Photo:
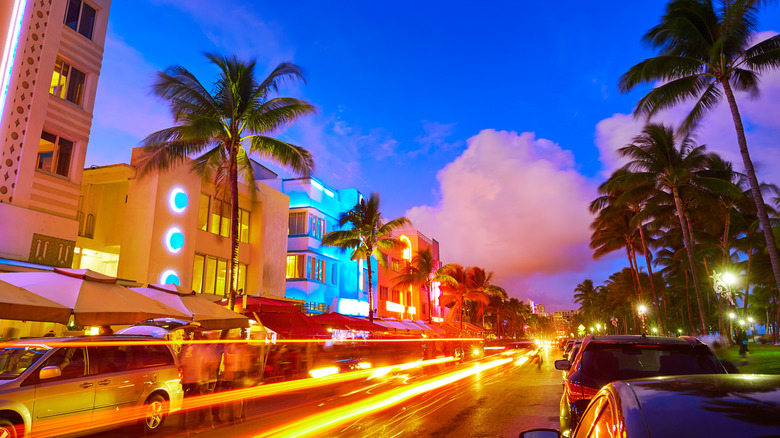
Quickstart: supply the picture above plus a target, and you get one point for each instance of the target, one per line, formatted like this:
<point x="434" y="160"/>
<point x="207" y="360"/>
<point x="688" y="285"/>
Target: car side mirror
<point x="540" y="433"/>
<point x="49" y="372"/>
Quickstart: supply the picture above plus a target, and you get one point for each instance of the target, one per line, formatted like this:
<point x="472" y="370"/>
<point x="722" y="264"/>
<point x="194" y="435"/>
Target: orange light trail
<point x="87" y="343"/>
<point x="319" y="423"/>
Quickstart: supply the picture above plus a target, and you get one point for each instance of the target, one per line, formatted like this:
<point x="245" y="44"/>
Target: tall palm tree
<point x="422" y="272"/>
<point x="367" y="235"/>
<point x="706" y="52"/>
<point x="657" y="161"/>
<point x="219" y="125"/>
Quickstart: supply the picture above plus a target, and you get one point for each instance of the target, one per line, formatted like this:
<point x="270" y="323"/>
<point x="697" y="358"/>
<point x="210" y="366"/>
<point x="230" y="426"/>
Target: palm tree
<point x="659" y="162"/>
<point x="422" y="272"/>
<point x="369" y="233"/>
<point x="705" y="48"/>
<point x="217" y="125"/>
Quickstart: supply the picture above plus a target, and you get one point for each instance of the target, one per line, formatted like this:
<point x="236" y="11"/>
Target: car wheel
<point x="7" y="429"/>
<point x="155" y="412"/>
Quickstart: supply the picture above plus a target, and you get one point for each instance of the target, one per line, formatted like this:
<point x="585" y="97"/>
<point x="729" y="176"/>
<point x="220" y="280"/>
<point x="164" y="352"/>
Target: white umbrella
<point x="210" y="315"/>
<point x="95" y="299"/>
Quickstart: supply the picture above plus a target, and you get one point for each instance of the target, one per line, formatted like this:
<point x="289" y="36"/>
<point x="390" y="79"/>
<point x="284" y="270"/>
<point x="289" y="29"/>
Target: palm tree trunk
<point x="234" y="237"/>
<point x="689" y="250"/>
<point x="370" y="290"/>
<point x="646" y="251"/>
<point x="763" y="217"/>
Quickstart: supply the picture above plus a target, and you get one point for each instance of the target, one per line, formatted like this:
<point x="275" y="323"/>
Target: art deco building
<point x="52" y="54"/>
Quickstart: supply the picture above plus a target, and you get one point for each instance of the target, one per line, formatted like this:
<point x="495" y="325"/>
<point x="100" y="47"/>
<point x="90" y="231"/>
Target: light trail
<point x="318" y="424"/>
<point x="119" y="343"/>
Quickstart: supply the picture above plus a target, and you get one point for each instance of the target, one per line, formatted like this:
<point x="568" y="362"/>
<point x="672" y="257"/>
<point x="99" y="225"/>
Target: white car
<point x="74" y="386"/>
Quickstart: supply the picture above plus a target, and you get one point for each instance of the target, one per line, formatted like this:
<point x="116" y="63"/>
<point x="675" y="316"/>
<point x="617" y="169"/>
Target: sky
<point x="488" y="124"/>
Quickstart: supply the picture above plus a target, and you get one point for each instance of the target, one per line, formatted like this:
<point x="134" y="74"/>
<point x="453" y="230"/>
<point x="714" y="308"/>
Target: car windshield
<point x="15" y="360"/>
<point x="605" y="363"/>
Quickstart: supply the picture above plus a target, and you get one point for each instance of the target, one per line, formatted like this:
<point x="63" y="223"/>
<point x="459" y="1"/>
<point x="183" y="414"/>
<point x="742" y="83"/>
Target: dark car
<point x="714" y="406"/>
<point x="605" y="359"/>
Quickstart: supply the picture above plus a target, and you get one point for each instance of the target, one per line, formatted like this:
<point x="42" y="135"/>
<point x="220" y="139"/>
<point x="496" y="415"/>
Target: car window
<point x="15" y="361"/>
<point x="605" y="363"/>
<point x="594" y="408"/>
<point x="71" y="361"/>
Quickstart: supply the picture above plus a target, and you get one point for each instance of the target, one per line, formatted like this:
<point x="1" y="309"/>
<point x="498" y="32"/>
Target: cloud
<point x="716" y="130"/>
<point x="514" y="205"/>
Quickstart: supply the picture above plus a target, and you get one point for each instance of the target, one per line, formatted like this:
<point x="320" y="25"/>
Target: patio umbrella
<point x="94" y="299"/>
<point x="350" y="322"/>
<point x="210" y="315"/>
<point x="19" y="304"/>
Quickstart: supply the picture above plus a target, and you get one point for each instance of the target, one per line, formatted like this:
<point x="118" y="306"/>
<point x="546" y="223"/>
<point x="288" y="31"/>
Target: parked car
<point x="714" y="406"/>
<point x="604" y="359"/>
<point x="71" y="386"/>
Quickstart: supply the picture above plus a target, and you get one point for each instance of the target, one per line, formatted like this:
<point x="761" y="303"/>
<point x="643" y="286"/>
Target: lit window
<point x="297" y="223"/>
<point x="54" y="154"/>
<point x="80" y="17"/>
<point x="203" y="212"/>
<point x="295" y="266"/>
<point x="243" y="225"/>
<point x="67" y="82"/>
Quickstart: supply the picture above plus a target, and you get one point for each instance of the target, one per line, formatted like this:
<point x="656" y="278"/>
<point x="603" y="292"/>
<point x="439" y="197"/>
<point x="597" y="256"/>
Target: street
<point x="499" y="402"/>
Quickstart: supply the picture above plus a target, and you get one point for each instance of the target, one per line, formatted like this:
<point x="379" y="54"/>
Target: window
<point x="80" y="17"/>
<point x="296" y="266"/>
<point x="297" y="223"/>
<point x="67" y="82"/>
<point x="54" y="154"/>
<point x="316" y="226"/>
<point x="203" y="212"/>
<point x="210" y="275"/>
<point x="243" y="225"/>
<point x="316" y="269"/>
<point x="220" y="218"/>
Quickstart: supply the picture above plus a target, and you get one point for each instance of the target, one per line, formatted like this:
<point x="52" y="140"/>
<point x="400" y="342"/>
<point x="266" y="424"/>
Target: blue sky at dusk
<point x="489" y="125"/>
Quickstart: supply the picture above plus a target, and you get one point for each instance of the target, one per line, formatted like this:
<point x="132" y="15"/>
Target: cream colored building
<point x="52" y="53"/>
<point x="170" y="227"/>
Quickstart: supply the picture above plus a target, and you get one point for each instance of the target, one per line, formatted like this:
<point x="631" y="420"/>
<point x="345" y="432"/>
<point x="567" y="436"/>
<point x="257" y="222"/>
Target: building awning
<point x="292" y="325"/>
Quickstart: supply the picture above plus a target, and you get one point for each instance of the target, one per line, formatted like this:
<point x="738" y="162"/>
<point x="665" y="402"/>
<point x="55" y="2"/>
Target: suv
<point x="71" y="386"/>
<point x="604" y="359"/>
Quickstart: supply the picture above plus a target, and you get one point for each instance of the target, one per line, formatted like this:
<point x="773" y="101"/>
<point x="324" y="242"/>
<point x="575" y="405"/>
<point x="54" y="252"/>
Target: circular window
<point x="169" y="277"/>
<point x="174" y="240"/>
<point x="178" y="200"/>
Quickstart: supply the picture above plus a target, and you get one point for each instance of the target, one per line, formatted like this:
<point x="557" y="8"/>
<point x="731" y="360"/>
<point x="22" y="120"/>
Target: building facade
<point x="52" y="56"/>
<point x="411" y="302"/>
<point x="325" y="278"/>
<point x="174" y="228"/>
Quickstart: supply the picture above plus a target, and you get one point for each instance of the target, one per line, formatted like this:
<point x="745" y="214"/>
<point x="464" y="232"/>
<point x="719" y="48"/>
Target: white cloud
<point x="512" y="204"/>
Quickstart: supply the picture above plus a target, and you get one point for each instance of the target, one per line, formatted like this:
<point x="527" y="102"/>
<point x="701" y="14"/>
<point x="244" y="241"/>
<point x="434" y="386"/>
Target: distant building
<point x="53" y="52"/>
<point x="173" y="228"/>
<point x="412" y="302"/>
<point x="325" y="278"/>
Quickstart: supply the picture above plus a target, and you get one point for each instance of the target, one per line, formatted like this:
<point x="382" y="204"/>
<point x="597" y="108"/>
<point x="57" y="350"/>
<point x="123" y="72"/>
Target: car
<point x="604" y="359"/>
<point x="716" y="405"/>
<point x="72" y="386"/>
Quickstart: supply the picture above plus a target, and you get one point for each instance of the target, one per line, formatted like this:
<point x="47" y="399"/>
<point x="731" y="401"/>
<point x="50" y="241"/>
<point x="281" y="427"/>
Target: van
<point x="76" y="386"/>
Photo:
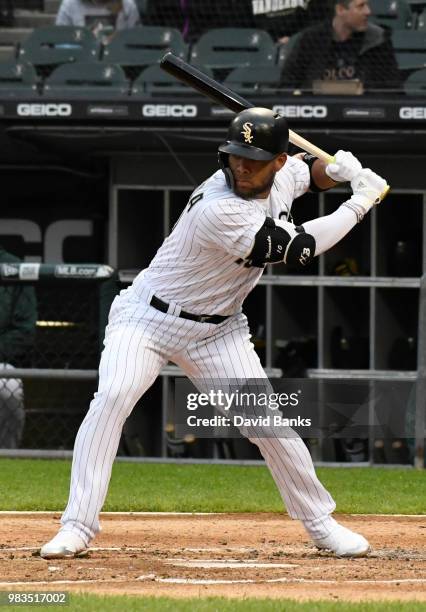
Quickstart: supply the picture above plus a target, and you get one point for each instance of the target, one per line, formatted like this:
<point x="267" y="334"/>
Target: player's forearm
<point x="320" y="177"/>
<point x="329" y="230"/>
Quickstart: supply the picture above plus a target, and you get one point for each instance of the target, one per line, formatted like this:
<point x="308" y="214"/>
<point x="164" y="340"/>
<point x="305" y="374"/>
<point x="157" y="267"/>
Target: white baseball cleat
<point x="65" y="544"/>
<point x="344" y="543"/>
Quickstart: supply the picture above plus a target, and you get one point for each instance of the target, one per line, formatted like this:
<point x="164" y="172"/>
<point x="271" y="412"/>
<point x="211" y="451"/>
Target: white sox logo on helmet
<point x="247" y="132"/>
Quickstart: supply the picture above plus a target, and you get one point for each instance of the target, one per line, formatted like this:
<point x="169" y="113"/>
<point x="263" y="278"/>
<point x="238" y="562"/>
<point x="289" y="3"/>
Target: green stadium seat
<point x="421" y="21"/>
<point x="94" y="80"/>
<point x="395" y="14"/>
<point x="410" y="49"/>
<point x="416" y="83"/>
<point x="223" y="49"/>
<point x="18" y="80"/>
<point x="154" y="80"/>
<point x="143" y="46"/>
<point x="53" y="45"/>
<point x="254" y="79"/>
<point x="285" y="49"/>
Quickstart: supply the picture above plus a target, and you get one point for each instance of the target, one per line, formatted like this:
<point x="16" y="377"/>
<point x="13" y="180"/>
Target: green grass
<point x="43" y="485"/>
<point x="88" y="603"/>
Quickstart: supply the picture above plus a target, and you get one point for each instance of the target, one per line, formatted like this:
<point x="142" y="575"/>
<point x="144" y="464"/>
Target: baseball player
<point x="186" y="307"/>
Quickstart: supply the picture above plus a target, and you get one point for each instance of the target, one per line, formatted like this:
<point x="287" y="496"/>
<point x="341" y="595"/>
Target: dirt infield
<point x="233" y="555"/>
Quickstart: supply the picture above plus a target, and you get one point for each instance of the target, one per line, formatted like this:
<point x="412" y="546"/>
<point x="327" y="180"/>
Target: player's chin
<point x="246" y="193"/>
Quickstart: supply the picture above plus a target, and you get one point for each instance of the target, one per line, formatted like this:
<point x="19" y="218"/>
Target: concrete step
<point x="33" y="19"/>
<point x="51" y="6"/>
<point x="7" y="53"/>
<point x="11" y="36"/>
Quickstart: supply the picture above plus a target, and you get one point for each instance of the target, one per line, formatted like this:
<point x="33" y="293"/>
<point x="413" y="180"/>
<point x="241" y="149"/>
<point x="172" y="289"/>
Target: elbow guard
<point x="281" y="242"/>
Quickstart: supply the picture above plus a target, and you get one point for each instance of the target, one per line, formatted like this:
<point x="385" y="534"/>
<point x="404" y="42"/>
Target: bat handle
<point x="307" y="146"/>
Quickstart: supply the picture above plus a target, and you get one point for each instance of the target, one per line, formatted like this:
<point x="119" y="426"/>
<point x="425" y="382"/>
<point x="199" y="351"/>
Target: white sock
<point x="320" y="527"/>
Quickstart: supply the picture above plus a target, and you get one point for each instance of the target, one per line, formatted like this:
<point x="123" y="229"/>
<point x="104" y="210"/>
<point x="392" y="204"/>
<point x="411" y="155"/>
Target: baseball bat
<point x="221" y="94"/>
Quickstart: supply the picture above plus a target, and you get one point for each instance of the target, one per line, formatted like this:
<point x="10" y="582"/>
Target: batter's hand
<point x="344" y="167"/>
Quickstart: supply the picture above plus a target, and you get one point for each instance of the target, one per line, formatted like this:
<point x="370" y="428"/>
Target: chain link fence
********
Copy exactly the lines from the one containing "Target: bat handle" through the last line of the records, both included, and nothing else.

Target: bat handle
<point x="307" y="146"/>
Quickstart: supply the picture above plus a target, and you get one point for each instance of the target, one per line, formatted like this:
<point x="119" y="426"/>
<point x="425" y="382"/>
<point x="199" y="351"/>
Target: white sock
<point x="320" y="527"/>
Quickstart: supply the picture above plus a target, and you get one point for each instance of the target, one per line, formatted like this:
<point x="123" y="229"/>
<point x="104" y="210"/>
<point x="392" y="204"/>
<point x="411" y="155"/>
Target: baseball bat
<point x="221" y="94"/>
Quickstart: supply the picture above plus a target, and you get one point for each instance of the target, one per line, formatted like this:
<point x="10" y="582"/>
Target: batter's hand
<point x="344" y="167"/>
Quickstart: supply the picture above plus a target, and you get one point for each instance of the target, one per line, formatted like this:
<point x="370" y="428"/>
Target: chain link fence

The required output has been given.